PROBLEMS:
[A] In the Rosh Hashanah talk about Iceland and the climate crisis, why did news anchors in 2010 call the erupting volcano E15? Answer in one to three sentences.
[B] Reproduce the passage from the Rosh Hashanah talk about Iceland and the climate crisis, starting with "I also knew" and going on through "is pronounced, Eyjafjallajokull.".

TEXT SEGMENT:
-- start --

It is an unsettling feeling to be standing in a place of absolute stunning, natural beauty and feel sick to your stomach. This summer my family was able to travel to Iceland, to hike behind cascading waterfalls and on moon-like surfaces and alongside steaming geysers. On the day we hiked on the glacier called Solheimajokull, we first stood by a makeshift sign stuck into the ground showing the place that the glacier reached a decade ago. Beyond the sign lay a long stretch of desolate terrain in front of the glacier in the far distance. At that moment, in my awe of the landscape, the clean, quiet air, and aware of the cataclysmic changes happening to our planet, I knew that I would be speaking about our climate crisis on this Rosh Hashanah.
I also knew that I would have to pronounce the name of the glacier. And let me tell you, it is not easy to pronounce Icelandic words. In 2010, when the major volcano erupted in Iceland and affected world travel and weather, news anchors resorted to calling the volcano E15 for the 15 letters in eight syllables that followed the E. E-Y-J-A-F-J-A-L-L-A-J -O-K-U-L-L. Seth Meyers went on SNL Weekend Update and said he finally figured it out. It is pronounced, “volcano”. In case you are curious, the volcano’s name is pronounced, Eyjafjallajokull.
We are living in a critical time, but we don’t all know it. How does one ever know that historians of the future will consider whatever years you are in to be pivotal? History does not announce itself and say, “this is the moment your children and grandchildren will ask you what you did and what choices you made?”

-- end --

DATA SEGMENT:
-- start --

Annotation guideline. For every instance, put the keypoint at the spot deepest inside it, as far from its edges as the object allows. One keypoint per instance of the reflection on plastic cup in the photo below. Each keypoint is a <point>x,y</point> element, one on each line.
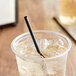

-- end --

COMPLETED EXERCISE:
[A] News anchors called the volcano E15 because its name has 15 letters in eight syllables after the E. They took up the shorter label because Icelandic words are hard to pronounce.

[B]
I also knew that I would have to pronounce the name of the glacier. And let me tell you, it is not easy to pronounce Icelandic words. In 2010, when the major volcano erupted in Iceland and affected world travel and weather, news anchors resorted to calling the volcano E15 for the 15 letters in eight syllables that followed the E. E-Y-J-A-F-J-A-L-L-A-J -O-K-U-L-L. Seth Meyers went on SNL Weekend Update and said he finally figured it out. It is pronounced, “volcano”. In case you are curious, the volcano’s name is pronounced, Eyjafjallajokull.